**What to produce:** Repeat the whole listing below, word for word.

**Records for this task:**
★ ★ ★

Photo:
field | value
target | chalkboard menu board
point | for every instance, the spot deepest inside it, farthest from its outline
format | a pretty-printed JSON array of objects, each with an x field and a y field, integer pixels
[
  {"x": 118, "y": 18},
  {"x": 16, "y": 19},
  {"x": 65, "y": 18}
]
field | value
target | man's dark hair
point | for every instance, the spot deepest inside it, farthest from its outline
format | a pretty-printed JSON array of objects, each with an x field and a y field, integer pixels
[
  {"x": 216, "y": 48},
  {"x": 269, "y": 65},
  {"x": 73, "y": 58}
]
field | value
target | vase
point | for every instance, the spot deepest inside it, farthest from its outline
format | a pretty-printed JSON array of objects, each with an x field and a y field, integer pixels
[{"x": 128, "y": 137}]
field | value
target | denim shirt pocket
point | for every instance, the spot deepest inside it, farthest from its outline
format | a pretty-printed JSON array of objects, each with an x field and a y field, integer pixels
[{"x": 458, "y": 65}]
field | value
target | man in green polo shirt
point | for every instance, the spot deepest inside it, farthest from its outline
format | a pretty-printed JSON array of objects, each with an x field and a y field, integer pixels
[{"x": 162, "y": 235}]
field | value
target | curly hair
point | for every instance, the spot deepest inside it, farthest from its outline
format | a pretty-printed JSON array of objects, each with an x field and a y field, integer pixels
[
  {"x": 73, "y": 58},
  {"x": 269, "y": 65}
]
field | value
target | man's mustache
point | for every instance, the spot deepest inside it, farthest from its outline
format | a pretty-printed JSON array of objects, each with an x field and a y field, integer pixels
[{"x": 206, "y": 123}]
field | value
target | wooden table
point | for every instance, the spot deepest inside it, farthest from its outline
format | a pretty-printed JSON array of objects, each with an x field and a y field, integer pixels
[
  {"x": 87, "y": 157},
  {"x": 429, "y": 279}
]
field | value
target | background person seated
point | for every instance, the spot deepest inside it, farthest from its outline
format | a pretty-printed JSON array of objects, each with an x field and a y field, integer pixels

★ ★ ★

**Solution:**
Photo:
field | value
target | chalkboard menu board
point | for every instance, the spot deepest inside it, farthest from its outline
format | a pretty-printed JSON array of objects, each with an x field and a y field, integer pixels
[
  {"x": 118, "y": 18},
  {"x": 16, "y": 19},
  {"x": 65, "y": 18}
]
field | value
target | man's dark hair
point | for every instance, the spot deepest inside it, farthest from its outline
format | a pretty-printed JSON array of objects, each with an x field and a y field, integer pixels
[
  {"x": 216, "y": 48},
  {"x": 269, "y": 65},
  {"x": 73, "y": 58}
]
field | value
target | vase
point | for every instance, the spot deepest inside it, farthest from its outline
format | a pretty-printed JSON array of objects, each with an x field and a y field, integer pixels
[{"x": 128, "y": 137}]
field | value
target | denim shirt pocket
point | for every instance, the spot deepest inside it, farthest from its outline
format | a pretty-printed JSON array of objects, each with an x field and a y field, integer pixels
[{"x": 458, "y": 65}]
field | value
target | man in green polo shirt
point | for every instance, the spot deepest inside it, farthest from its outline
format | a pretty-printed JSON array of objects, each with an x field and a y field, integer pixels
[{"x": 162, "y": 235}]
field | value
target | curly hair
point | for every instance, the spot deepest inside it, farthest from its outline
format | a pretty-printed JSON array of objects, each with an x field and a y field, integer pixels
[
  {"x": 73, "y": 58},
  {"x": 269, "y": 65}
]
field | value
target | man's mustache
point | for every instance, the spot deepest inside it, farthest from its outline
format | a pretty-printed JSON array of objects, each with an x field and a y field, integer pixels
[{"x": 206, "y": 123}]
field | value
target | wooden table
point | for every instance, the spot deepest inside it, farthest from its outline
format | a pretty-printed JSON array of objects, each with an x field and a y field, integer pixels
[
  {"x": 87, "y": 157},
  {"x": 429, "y": 279}
]
field | value
target | background person seated
point | for every instance, the spot deepest inside it, farthest from its outline
format | a pretty-printed JSON array of objects, each with an x field and a y field, integer pixels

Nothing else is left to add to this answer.